Exercise objective >> Write out each of the following lines verbatim, omitting the pictures from your reproduction.

Material for this exercise >>
□ □ □ □

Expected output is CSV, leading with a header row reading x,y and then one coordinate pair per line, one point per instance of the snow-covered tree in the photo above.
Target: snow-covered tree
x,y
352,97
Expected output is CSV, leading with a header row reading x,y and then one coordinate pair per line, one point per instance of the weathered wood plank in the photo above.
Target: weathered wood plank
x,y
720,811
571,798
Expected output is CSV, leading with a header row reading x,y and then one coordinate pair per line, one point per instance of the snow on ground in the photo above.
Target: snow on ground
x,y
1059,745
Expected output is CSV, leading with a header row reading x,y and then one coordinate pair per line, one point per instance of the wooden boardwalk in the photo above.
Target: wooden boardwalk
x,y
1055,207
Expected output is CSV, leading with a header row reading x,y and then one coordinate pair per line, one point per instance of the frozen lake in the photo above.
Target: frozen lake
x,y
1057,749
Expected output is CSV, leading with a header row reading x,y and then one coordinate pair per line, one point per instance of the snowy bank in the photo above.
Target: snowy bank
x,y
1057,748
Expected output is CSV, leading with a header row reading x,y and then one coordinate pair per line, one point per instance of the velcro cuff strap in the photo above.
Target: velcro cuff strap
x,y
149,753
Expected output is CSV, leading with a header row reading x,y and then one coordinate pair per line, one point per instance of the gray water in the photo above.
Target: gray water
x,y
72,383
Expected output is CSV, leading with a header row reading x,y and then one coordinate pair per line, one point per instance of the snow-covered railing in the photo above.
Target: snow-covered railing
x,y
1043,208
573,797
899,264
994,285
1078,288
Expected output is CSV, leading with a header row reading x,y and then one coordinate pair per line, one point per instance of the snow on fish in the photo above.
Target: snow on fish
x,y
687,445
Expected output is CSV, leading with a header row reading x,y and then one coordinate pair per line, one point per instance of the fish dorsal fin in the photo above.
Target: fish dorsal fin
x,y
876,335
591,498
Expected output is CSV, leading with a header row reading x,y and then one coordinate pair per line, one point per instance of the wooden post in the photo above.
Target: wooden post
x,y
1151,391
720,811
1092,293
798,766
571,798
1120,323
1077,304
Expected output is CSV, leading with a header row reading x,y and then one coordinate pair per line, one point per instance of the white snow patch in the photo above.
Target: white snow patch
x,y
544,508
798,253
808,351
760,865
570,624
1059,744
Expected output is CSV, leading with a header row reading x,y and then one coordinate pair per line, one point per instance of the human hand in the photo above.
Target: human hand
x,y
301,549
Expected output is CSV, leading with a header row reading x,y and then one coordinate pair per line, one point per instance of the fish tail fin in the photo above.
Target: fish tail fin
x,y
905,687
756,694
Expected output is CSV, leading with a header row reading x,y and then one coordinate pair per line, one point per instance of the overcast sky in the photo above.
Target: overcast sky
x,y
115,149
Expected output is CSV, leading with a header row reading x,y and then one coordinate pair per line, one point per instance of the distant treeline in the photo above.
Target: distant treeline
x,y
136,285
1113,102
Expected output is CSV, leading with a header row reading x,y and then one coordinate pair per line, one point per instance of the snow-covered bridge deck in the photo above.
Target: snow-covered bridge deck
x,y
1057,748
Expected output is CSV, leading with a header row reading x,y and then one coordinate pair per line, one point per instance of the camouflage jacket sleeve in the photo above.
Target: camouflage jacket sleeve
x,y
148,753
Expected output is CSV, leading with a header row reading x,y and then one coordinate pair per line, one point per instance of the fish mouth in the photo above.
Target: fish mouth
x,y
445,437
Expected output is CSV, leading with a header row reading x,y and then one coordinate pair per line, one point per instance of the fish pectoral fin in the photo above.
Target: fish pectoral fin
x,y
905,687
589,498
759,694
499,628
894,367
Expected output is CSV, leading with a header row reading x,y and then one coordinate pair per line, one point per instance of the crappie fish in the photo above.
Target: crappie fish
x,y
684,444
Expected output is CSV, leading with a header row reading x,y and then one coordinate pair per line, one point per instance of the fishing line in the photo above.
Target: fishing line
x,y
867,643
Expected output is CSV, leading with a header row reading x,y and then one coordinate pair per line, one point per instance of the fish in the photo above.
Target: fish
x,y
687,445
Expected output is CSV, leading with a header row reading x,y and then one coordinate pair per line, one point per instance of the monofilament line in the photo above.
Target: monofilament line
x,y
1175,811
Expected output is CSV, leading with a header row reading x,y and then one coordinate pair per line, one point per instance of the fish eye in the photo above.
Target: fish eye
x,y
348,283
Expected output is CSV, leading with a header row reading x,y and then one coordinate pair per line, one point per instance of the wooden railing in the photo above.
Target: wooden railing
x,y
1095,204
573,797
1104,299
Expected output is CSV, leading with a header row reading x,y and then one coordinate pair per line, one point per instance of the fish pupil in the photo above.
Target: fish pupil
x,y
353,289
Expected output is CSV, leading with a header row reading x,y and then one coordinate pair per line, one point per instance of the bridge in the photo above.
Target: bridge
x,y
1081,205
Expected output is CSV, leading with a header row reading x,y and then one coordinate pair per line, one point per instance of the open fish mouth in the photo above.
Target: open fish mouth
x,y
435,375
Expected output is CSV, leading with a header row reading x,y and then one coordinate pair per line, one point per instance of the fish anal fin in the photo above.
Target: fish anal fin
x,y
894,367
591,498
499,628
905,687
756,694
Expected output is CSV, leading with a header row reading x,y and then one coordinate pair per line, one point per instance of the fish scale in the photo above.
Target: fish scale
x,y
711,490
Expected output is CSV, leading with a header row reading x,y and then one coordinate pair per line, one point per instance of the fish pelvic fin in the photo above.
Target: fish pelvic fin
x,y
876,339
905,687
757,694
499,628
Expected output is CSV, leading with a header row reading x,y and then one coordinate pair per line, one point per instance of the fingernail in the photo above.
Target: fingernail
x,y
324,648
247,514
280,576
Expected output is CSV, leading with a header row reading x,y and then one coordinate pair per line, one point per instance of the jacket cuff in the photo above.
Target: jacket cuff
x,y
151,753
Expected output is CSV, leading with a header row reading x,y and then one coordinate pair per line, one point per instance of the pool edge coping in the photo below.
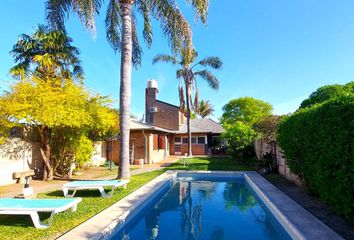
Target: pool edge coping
x,y
122,211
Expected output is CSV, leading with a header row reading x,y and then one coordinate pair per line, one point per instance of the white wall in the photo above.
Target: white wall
x,y
15,156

□ □ □ □

Task response >>
Expected output is CSV, leading with a header row reading x,y and then one coordinate pair per line, one point per instance of the snow-covered tree in the photo above.
Target: snow-covered tree
x,y
352,97
Expected output is CSV, leading with a header row reading x,y and then one coordinate pair per line, one point per instance of the weathered wood plank in the photo above.
Target: weathered wood plank
x,y
720,811
571,798
Expected output is CSV, leading with a header row reading x,y and then one coordinate pair per line, one point per instance of the snow on ground in the photo above.
Target: snow on ground
x,y
1059,745
Expected output is CSV, leading with a header row reading x,y and then one coordinate pair per line, one point per instance of the wooden boardwalk in the photo above.
Target: wooden boardwalk
x,y
1055,207
Expected output is CSV, leading with a header row reading x,y and then one coordinate pair per line, one point per instance of the frozen lake in the photo above.
Target: frozen lake
x,y
1057,749
Expected output is CSV, leading with a header row reading x,y and then one coordinate pair per line, one point per instance of the snowy bank in the photo above.
Target: snowy bank
x,y
1057,748
Expected output is CSV, leading with a header row reading x,y and then one coordinate pair per line, one point per instance of the velcro cuff strap in the photo above.
Target: velcro cuff strap
x,y
149,753
Expected output is CSV, leading with a header row reading x,y and then one coordinate pair per line, one point per instance of the gray water in the photo above.
Target: gray water
x,y
72,383
Expected output is CSV, leading with a header row reading x,y and then one coordinate pair per line, one point per instance of the snow-covered railing in the photo above.
Target: snow-covered railing
x,y
1043,208
573,797
899,264
994,285
1078,288
Expected output is CSV, leading with a header row reading x,y and then one coordinate pair per line, one point per instance of the snow on fish in the photo above.
Target: snow on fish
x,y
687,445
Expected output is CSV, leading with a header row reading x,y and then one coordinate pair per line, one point per instance of the fish dorsal fin in the photo above.
Target: fish dorsal fin
x,y
876,335
591,498
Expected output is CSV, leading with a header row reading x,y and then one coordinate pair per line, one point per instance of the wooden post in the photo above.
Target: wooden post
x,y
1151,391
720,811
1092,293
798,766
571,798
1120,323
1077,304
Expected output is CSV, leading with a header row reading x,y and then one coordinate pair per line, one point per instance of the white snow patch in the photo above.
Target: white snow patch
x,y
544,508
798,253
808,351
760,865
570,624
1059,744
Expected output is CSV, leading with a header row reading x,y and then one coordinate pair per line, one point per instance of the human hand in the photo above.
Target: human hand
x,y
301,549
Expected output is CSV, leading with a header row reading x,y and then one coordinate pair per line, one point per instance of the fish tail fin in the photo above.
Target: fish tail fin
x,y
905,687
756,694
Expected output is CSV, leading with a header row reading x,y and then one coordinate pair per line, one point per instance of the overcast sky in the photo above.
Target: overcast sky
x,y
115,149
Expected output is CSV, leading with a header row reading x,y and then one coordinate pair per line, one point per instance of the distant treeline in the photo above.
Target: distant treeline
x,y
136,285
1113,102
Expected output is CSV, leading with a header row reading x,y and then one coordinate pair per line, one point per instance of the snow-covered bridge deck in the photo above.
Target: snow-covered bridge deck
x,y
1057,748
Expected output is CSV, leading with a header row reading x,y and then one coordinate pair per line, one point per instance of the camouflage jacket sleeve in the photo above.
Target: camouflage jacket sleeve
x,y
148,753
Expected output is CSV, leading with a header row reading x,y and then one coordinate pair per line, one point per instance of the fish mouth in the photo above.
Target: fish mouth
x,y
445,437
Expected output is CSV, leading with a header row reading x,y and then one coordinate pair per line, one point per instance of the fish pectoral fin in the photo above.
Target: fish pectoral fin
x,y
905,687
589,498
759,694
499,628
894,367
Expected output is CSV, leading with a header row reading x,y and then one coordinate pair per line, one point per instance of the crappie fish in the photo above.
Target: crappie fish
x,y
684,444
Expected output is CSV, leading with a header row reading x,y and then one coordinate pair per line, one point per instance of the fishing line in the photo above.
Target: fishing line
x,y
867,643
Expected output is CSV, leading with a header row reading x,y and then one coordinate pair per line, one point per instance of the fish in the photo above.
Target: fish
x,y
687,445
Expected output is CSV, leading with a header row reading x,y and then one coordinate pair per line, one point per instance of the monofilament line in the photo above.
Target: monofilament line
x,y
1175,811
Expected output is CSV, leading with a header row reading x,y and then one coordinate pair per line, one point per instance of the fish eye in the photo above.
Target: fish eye
x,y
348,283
Expected output is CSV, leading with a header row reading x,y and then one coordinate pair per line, one point per instance of the wooden railing in the photo above.
Target: wooden railing
x,y
1095,204
573,797
1104,299
Expected output is CSV, leading with a header row reading x,y and then one coordinate pair per line, one point per instance of the fish pupil in the photo above.
Target: fish pupil
x,y
353,289
Expected output is CSV, leading with a header row reading x,y and then one coordinate pair per line, one point per instance of the bridge in the photo above.
Target: bridge
x,y
1081,205
Expected output is CSV, leading with a header row reading x,y and then one coordinate pair per line, one point per instance of the open fish mouth in the photo above.
Target: open fish mouth
x,y
435,375
Expected output is CSV, leading with a header row reading x,y and then one coordinate pair per line, one point per instance of the fish anal fin in the photo above.
Target: fish anal fin
x,y
894,367
591,498
499,628
905,687
756,694
Expected output is CSV, leading with a header row reading x,y and then one coordinate pair per line, one point per instance of the fish scale in the photo above.
Target: fish scale
x,y
711,490
Expected output is CSV, leading with a header row reading x,y and then one coordinate pair per line, one point per instance of the fish pelvic fin in the photo above.
Target: fish pelvic fin
x,y
876,339
905,687
757,694
499,628
Expected output is CSV, leading with a header row reading x,y and then one coordinate pair per line, one point per instance of the fingernail in the photo above.
Target: fingernail
x,y
324,648
247,514
280,576
Expected output is CSV, leading with a header row reading x,y and then one coordinate pair per line, one point per instance of the jacket cuff in the photo above.
Target: jacket cuff
x,y
151,753
Expected output is CSV, leading with a header row reading x,y and then one coordinate pair per line, one point per instance of the pool edge coping in the photo below.
Target: pool edge coping
x,y
122,211
Expected output is CSV, leading with a header row reading x,y and then one coordinate pair per line, one point per instance of the white wall in the photo above.
Target: white wall
x,y
15,156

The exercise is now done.